*AIM*.
Your task is to print all of the material verbatim.

##########

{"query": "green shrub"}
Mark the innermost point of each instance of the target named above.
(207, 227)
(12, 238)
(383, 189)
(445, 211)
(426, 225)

##########

*SOLVED EXERCISE*.
{"query": "green shrub"}
Mark the innermost point of each instance of the target named above.
(207, 227)
(12, 238)
(383, 189)
(445, 211)
(426, 225)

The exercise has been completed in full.